* AUSZUG *
_____

Ob die von Syrien zugesicherte Waffenruhe eingehalten werde, ist für den Europapolitiker Elmar Brok mehr als fraglich. Für den Abzug schwerer Waffen gebe es bisher keine Belege. Wenn die Lösung des Blutvergießens darin bestünde, Präsident Assad den Gang ins Exil anzubieten, dann sollte man das in Kauf nehmen.

Elmar Brok im Gespräch mit Dirk-Oliver Heckmann | 12.04.2012
    Dirk-Oliver Heckmann: Seit fünf Uhr deutscher Zeit sollen die Waffen schweigen in Syrien. Das jedenfalls hatte der Sechs-Punkte-Plan des Sonderbeauftragten von UN und Arabischer Liga, Kofi Annan, vorgesehen. Momentan scheint die Lage tatsächlich ruhig zu sein.
    Telefonisch sind wir jetzt verbunden mit Elmar Brok von der CDU, er ist der Vorsitzende des Auswärtigen Ausschusses im Europäischen Parlament. Guten Morgen, Herr Brok.

    Elmar Brok: Guten Morgen, Herr Heckmann.

    Heckmann: Bisher gibt es also keine Meldungen über Gewalt aus Syrien. Wie optimistisch sind Sie, Herr Brok, dass es so bleibt?

    Brok: Nun, man sollte optimistisch sein. Aber die Erfahrung zeigt, dass es da allen Grund zur Vorsicht gibt. Wir haben jetzt frühen Morgen dort gehabt, zwei Stunden ist Ruhe gewesen, das zeigt, glaube ich, noch nichts, denn Assad hat ja bestimmte Vorbedingungen auch nicht erfüllt, denn diese Waffenruhe sollte 48 Stunden lang vorbereitet sein, er hat weiter geschossen bis gestern Abend mit schweren Waffen. Die schweren Waffen sind nicht aus den Städten abgezogen. Das heißt, er hat einige Punkte des Sechs-Punkte-Plans in dem Vorfeld offenbar nicht eingehalten.

    Heckmann: US-Präsident Obama und Bundeskanzlerin Angela Merkel, die haben in der Zwischenzeit miteinander telefoniert und sind zum Schluss gekommen, Assad halte sich bis jetzt nicht an den Friedensplan, und sie forderten ein entschiedeneres Vorgehen des UNO-Sicherheitsrats. Ist diese Einschätzung, dass sich eben Assad nicht an den Plan hält, ein wenig voreilig und möglicherweise sogar kontraproduktiv gewesen?

_____

[Ein Datenblock]

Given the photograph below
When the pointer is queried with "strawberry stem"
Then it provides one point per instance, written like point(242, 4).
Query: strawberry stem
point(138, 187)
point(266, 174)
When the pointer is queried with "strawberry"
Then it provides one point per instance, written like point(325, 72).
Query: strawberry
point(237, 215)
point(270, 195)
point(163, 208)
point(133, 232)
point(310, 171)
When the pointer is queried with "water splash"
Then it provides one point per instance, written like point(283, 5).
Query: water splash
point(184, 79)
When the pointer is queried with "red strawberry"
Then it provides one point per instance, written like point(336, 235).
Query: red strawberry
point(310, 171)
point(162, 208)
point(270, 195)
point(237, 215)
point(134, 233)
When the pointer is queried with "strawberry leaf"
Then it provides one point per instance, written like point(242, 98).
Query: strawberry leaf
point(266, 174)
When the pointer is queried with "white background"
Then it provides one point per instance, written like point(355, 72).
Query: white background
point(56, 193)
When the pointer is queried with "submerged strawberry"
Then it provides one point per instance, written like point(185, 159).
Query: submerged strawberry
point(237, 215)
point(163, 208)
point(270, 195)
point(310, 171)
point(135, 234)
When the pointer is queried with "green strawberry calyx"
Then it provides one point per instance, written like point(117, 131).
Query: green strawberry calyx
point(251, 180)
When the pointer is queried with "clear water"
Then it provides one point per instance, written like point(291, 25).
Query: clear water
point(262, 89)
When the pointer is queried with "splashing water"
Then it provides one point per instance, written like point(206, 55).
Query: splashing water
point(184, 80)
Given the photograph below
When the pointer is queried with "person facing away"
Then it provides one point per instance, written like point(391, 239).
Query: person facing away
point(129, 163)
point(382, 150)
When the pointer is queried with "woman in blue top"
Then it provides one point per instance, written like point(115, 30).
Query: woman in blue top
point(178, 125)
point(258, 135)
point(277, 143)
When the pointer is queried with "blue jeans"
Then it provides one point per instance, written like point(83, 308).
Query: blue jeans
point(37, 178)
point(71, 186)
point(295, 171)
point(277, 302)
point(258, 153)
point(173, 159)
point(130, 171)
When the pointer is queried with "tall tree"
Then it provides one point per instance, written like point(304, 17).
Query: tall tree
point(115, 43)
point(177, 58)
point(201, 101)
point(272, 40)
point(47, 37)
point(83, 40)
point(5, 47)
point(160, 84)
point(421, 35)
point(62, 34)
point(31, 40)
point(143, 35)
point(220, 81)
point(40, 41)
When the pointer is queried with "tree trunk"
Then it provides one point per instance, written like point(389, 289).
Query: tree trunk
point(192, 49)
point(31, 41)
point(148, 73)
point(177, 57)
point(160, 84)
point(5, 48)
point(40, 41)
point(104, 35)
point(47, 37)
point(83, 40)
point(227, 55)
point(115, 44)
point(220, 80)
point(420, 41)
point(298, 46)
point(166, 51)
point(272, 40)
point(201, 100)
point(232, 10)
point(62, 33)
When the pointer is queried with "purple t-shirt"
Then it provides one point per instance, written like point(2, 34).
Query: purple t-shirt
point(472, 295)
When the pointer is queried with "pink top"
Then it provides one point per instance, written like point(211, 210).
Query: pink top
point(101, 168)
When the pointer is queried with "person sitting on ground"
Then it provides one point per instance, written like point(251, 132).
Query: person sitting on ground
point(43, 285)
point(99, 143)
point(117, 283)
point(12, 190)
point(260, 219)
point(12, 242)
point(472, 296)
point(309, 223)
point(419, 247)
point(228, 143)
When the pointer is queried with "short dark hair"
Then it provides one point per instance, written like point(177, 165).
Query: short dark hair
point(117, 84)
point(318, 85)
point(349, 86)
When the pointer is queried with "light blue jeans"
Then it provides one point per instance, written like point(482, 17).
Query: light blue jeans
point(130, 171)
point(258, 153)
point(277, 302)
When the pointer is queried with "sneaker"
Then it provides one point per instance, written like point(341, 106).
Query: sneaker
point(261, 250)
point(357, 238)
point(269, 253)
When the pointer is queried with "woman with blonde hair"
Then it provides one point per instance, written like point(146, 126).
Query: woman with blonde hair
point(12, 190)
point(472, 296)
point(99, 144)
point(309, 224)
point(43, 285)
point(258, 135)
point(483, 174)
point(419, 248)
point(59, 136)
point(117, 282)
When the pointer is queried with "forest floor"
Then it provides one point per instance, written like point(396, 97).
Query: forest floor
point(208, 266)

_____

* AUFGABENSTELLUNG *
Führe alle Personen auf, die im Auszug zum Interview über die Waffenruhe in Syrien mit Namen genannt werden.

* VOLLSTÄNDIGE ANTWORT *
Elmar Brok, Dirk-Oliver Heckmann, Assad, Kofi Annan, Obama, Angela Merkel